** Required actions **
1) In the passage on The Fresh Prince of Bel-Air, after which season did NBC first plan to end the show?
2) What are the main points of the passage on The Fresh Prince of Bel-Air? Summarize them in two sentences.

** Document text **
======

Will Smith was an accomplished rapper when he made his acting debut in the ’90s sitcom The Fresh Prince of Bel-Air. Smith played a fun-loving teen from Philadelphia who moves out to Los Angeles with his wealthy relatives.

NBC initially planned to wrap the show after season 4. However, fans voiced their displeasure with that decision by writing letters to Smith and network executives asking them to renew the series. They did, and it ran for two more seasons ultimately ending in 1996 when Smith and the rest of the cast agreed “it was time” to move on.

RELATED: Are Will Smith and His Oldest Son Trey Estranged?

While the sitcom was a hit and still airs reruns today, you won’t catch Smith watching it. Read on to find out why the actor said he doesn’t tune into old episodes of The Fresh Prince of Bel-Air.

Will Smith and ‘Fresh Prince of Bel-Air’ castmates have virtual reunion

In April, Smith and his Fresh Prince castmates got together for a virtual reunion.

Alfonso Ribeiro, Tatyana Ali, Karyn Parsons, Daphne Reid, DJ Jazzy Jeff, and Joseph Marcell joined Smith via Zoom for his Snapchat series, Will From Home.

======

** Source data **
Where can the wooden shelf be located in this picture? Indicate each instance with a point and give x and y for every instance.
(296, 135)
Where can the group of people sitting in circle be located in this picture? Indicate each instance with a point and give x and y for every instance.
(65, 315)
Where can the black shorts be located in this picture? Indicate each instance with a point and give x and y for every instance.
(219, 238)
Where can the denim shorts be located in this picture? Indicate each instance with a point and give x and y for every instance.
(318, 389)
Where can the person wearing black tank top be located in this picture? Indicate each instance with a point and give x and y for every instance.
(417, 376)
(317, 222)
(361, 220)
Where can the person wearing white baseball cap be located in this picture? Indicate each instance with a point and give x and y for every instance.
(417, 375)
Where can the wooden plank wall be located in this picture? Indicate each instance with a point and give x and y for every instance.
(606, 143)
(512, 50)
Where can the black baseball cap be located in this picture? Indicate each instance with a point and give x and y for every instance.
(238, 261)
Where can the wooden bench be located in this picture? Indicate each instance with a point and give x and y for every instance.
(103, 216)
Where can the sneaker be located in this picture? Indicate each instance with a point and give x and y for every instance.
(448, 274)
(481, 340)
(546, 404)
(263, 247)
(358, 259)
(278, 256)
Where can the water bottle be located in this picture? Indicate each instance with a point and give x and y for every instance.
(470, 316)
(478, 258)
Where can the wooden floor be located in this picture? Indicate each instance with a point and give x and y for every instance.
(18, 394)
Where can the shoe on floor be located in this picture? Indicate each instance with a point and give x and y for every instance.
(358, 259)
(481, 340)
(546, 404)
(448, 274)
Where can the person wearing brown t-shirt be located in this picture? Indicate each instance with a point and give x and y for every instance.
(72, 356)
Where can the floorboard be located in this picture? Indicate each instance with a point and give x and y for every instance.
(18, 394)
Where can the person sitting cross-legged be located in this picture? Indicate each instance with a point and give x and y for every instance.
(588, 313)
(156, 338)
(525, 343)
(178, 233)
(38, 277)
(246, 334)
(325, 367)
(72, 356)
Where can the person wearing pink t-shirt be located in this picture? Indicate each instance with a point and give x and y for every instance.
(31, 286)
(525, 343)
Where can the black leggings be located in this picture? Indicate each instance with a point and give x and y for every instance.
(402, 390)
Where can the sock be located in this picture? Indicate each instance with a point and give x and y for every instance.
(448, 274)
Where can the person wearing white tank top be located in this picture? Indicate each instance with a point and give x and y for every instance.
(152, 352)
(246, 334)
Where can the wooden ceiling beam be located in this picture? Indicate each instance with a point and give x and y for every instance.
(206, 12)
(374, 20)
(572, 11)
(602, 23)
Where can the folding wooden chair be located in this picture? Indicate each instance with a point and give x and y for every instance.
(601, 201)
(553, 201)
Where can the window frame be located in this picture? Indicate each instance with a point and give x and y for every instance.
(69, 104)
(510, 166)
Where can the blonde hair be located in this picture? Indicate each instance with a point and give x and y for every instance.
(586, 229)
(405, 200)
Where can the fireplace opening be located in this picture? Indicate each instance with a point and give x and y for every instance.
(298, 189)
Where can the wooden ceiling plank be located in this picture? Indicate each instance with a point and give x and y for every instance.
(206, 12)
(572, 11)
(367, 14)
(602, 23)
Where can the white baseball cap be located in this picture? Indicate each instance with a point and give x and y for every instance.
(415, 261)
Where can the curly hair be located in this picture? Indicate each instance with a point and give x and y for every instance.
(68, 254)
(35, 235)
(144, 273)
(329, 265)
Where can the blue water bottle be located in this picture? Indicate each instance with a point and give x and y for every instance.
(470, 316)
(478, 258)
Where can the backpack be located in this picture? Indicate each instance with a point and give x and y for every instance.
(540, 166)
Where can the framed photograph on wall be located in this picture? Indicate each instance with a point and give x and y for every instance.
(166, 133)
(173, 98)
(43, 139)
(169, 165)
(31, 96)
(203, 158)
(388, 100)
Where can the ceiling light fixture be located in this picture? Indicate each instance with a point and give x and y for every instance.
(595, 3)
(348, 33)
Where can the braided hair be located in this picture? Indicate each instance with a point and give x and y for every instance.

======

** Answers below **
1) NBC initially planned to wrap the show after season 4.

2) Will Smith, already an accomplished rapper, made his acting debut in The Fresh Prince of Bel-Air, and after fan letters persuaded NBC to renew it beyond season 4, the show ran two more seasons until 1996. In April, Smith and his former castmates held a virtual reunion via Zoom for his Snapchat series, Will From Home.